** begin Provided records **
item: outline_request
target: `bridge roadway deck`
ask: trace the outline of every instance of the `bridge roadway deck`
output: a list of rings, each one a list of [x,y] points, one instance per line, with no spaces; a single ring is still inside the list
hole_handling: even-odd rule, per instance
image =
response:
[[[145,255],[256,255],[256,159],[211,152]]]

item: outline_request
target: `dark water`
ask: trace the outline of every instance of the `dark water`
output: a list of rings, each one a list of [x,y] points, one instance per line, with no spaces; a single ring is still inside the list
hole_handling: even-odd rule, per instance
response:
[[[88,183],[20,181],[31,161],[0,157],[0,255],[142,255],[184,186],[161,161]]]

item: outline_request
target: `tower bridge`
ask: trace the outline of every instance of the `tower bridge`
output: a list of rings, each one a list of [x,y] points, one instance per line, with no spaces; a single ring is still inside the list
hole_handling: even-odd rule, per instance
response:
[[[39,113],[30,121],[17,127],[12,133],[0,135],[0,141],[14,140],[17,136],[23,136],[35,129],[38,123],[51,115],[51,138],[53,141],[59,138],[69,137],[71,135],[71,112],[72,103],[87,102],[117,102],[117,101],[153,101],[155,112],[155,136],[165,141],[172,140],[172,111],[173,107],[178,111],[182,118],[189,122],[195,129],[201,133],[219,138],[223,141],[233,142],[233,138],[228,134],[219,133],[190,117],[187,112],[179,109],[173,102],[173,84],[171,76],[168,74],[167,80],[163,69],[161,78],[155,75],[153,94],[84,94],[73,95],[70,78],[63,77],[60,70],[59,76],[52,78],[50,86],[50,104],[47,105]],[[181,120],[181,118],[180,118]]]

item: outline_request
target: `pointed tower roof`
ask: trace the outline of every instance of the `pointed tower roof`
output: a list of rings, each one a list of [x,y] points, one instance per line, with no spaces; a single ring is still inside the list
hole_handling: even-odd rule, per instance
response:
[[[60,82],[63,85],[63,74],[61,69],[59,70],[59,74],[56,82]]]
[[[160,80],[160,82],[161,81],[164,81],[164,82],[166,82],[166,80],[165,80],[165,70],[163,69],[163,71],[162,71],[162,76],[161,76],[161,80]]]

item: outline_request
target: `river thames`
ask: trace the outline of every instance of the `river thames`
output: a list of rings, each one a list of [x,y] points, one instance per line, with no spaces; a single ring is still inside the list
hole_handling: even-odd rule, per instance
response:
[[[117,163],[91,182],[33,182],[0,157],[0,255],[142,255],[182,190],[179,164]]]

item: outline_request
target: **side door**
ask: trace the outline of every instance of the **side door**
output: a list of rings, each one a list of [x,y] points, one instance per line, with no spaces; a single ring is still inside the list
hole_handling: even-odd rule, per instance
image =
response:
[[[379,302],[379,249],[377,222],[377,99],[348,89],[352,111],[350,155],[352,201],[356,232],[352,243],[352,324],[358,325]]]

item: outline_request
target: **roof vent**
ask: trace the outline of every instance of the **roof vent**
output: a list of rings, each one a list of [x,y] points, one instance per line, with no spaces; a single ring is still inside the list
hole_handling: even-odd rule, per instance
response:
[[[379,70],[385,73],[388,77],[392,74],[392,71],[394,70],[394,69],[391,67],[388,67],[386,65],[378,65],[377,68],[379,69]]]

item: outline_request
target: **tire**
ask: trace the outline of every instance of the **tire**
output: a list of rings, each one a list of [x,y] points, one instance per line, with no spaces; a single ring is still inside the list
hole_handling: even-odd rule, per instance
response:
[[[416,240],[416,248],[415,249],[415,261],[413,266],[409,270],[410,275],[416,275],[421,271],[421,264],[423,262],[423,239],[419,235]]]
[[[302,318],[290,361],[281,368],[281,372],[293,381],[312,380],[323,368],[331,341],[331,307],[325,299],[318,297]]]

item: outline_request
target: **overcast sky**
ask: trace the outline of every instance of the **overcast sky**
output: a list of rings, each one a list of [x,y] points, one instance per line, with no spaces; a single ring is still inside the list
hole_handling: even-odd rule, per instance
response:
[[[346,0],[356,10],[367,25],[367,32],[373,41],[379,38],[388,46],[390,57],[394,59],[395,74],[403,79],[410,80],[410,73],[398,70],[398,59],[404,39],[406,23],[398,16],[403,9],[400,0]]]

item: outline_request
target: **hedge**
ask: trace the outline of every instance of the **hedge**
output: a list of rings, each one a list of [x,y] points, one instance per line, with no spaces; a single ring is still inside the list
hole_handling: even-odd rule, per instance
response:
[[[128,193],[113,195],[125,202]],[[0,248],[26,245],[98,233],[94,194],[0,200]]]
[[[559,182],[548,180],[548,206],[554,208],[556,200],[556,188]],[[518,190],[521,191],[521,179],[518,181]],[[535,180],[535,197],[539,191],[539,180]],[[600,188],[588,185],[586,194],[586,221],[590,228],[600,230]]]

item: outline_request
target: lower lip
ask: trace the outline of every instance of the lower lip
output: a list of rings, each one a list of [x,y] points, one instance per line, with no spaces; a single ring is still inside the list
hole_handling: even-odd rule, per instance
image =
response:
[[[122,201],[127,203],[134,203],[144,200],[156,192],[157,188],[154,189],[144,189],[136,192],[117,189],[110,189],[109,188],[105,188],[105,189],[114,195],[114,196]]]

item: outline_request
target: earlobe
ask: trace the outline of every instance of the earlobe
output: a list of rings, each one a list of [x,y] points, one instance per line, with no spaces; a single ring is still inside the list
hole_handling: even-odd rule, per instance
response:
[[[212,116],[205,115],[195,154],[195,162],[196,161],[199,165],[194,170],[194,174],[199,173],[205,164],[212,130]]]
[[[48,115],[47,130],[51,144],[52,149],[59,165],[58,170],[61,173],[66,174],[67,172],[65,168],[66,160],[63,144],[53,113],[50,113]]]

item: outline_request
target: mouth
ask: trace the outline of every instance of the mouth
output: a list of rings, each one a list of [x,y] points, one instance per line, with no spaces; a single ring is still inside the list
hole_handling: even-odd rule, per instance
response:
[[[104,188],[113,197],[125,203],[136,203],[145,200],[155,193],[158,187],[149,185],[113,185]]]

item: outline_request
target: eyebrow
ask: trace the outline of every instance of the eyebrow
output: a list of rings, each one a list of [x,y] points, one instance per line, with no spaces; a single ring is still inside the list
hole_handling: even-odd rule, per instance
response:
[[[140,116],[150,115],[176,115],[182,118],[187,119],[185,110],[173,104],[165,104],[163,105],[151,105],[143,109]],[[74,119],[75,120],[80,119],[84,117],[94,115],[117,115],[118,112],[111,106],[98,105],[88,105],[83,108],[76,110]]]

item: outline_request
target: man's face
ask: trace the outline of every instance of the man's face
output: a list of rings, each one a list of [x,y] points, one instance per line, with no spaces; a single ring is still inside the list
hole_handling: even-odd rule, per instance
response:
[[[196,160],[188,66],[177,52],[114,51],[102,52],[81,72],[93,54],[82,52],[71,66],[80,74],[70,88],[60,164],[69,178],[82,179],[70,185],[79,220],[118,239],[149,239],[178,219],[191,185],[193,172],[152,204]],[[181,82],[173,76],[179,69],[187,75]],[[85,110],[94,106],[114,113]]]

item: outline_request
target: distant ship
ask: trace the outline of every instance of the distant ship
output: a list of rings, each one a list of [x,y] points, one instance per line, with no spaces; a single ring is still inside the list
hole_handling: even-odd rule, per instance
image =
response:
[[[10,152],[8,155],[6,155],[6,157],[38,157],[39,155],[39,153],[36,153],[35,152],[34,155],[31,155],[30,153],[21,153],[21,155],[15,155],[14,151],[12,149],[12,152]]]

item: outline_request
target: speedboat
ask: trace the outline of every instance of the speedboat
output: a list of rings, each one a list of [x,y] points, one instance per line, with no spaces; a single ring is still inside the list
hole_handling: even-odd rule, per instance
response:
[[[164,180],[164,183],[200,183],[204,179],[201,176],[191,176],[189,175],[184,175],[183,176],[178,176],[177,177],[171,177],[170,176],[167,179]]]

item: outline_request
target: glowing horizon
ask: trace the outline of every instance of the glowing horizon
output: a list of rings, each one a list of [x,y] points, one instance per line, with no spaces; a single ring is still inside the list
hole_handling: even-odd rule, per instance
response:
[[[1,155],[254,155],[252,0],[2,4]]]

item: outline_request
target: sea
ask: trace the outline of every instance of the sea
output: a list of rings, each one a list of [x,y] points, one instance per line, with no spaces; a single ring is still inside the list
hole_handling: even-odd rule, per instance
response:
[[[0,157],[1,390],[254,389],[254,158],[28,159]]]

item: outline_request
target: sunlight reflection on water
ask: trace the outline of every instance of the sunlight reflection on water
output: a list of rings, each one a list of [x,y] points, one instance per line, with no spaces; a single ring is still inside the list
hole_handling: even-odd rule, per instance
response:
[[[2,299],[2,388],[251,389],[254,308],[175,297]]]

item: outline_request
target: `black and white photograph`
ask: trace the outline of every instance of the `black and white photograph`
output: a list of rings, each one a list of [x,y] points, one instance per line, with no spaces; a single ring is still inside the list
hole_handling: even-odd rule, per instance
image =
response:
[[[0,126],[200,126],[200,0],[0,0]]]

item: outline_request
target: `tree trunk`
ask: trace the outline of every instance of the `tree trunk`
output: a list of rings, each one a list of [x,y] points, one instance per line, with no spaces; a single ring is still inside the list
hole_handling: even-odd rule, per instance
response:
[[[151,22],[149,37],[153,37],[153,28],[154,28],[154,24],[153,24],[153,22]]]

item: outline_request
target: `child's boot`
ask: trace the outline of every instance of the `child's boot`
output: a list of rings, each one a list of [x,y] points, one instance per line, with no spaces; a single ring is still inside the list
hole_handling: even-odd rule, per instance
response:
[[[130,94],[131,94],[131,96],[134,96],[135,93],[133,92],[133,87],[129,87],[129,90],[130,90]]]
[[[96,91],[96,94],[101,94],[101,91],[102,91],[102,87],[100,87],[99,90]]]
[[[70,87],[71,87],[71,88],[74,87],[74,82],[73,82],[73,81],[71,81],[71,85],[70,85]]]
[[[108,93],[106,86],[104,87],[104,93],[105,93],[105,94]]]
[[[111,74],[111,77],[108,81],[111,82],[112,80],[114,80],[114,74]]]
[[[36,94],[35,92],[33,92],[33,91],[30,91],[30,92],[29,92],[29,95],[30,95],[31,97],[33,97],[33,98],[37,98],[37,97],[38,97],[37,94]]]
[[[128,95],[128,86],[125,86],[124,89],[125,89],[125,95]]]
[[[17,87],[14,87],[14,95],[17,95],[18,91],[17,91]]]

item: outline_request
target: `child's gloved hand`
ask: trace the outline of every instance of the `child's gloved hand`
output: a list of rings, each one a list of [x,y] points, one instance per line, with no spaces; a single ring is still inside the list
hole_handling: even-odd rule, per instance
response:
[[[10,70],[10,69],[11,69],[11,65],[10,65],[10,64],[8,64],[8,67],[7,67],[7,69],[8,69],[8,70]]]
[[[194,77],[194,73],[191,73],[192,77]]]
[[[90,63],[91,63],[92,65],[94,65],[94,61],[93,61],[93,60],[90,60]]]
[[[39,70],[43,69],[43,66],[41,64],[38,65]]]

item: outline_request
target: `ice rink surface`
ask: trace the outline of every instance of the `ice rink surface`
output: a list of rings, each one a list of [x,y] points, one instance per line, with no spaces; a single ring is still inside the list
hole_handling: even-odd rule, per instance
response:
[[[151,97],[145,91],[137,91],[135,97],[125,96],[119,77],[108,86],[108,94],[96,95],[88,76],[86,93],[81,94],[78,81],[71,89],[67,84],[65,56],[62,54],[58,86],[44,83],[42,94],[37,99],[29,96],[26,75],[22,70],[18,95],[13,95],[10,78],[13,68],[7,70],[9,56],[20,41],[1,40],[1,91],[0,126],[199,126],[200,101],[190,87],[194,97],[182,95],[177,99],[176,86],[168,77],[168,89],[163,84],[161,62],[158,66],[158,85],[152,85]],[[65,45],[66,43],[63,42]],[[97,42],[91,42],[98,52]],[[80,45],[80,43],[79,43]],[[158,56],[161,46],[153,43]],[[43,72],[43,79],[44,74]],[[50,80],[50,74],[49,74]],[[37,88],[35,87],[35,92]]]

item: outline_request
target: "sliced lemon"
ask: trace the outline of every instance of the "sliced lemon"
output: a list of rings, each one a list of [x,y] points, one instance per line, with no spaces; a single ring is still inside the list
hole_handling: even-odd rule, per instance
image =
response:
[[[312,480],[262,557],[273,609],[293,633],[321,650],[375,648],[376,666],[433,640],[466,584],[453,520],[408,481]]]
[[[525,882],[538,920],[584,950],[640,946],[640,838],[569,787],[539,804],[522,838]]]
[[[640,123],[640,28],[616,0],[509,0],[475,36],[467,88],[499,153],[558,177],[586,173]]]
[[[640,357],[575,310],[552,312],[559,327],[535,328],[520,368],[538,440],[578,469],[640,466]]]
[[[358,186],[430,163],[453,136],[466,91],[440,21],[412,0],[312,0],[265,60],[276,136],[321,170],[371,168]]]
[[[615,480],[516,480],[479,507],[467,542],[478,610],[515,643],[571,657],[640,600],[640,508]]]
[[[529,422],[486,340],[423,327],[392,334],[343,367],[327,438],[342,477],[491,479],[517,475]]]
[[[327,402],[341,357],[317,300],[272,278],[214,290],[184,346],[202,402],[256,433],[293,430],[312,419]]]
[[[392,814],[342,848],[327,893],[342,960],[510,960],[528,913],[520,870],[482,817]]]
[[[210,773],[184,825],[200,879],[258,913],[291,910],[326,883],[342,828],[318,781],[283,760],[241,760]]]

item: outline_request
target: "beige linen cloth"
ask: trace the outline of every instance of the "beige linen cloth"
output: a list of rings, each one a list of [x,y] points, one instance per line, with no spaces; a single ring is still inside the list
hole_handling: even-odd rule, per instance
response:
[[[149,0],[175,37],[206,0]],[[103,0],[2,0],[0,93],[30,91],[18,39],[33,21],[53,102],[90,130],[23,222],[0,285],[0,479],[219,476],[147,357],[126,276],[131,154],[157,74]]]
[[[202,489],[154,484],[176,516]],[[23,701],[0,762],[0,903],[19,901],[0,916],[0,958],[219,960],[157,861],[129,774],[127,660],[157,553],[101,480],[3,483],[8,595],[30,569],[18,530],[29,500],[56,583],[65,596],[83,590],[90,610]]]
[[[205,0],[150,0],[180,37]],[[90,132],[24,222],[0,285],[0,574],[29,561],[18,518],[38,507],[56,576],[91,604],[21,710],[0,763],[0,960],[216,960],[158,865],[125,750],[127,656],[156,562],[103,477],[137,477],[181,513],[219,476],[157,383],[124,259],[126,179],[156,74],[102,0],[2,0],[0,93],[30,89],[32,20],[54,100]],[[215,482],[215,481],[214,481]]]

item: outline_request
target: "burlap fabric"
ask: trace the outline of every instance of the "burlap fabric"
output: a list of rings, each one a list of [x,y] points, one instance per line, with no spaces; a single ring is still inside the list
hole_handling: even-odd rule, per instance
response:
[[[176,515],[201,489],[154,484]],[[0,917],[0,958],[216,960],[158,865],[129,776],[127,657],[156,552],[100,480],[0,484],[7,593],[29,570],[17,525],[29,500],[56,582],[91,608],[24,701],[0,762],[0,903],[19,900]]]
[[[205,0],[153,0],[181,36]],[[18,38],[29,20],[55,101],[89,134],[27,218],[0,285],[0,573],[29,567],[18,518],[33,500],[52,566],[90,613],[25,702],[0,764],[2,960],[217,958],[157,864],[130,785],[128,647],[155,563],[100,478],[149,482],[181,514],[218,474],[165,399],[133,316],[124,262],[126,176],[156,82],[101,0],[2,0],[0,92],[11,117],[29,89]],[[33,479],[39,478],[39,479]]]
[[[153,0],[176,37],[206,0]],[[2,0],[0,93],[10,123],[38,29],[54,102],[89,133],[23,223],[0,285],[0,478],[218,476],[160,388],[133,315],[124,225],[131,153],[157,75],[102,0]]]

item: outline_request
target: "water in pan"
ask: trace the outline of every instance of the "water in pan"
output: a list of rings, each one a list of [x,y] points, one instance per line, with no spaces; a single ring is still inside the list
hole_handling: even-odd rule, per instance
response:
** end Provided records **
List every line of the items above that contains the string "glowing", matching case exactly.

**Exercise result**:
target: glowing horizon
ask: trace the outline of every instance of the glowing horizon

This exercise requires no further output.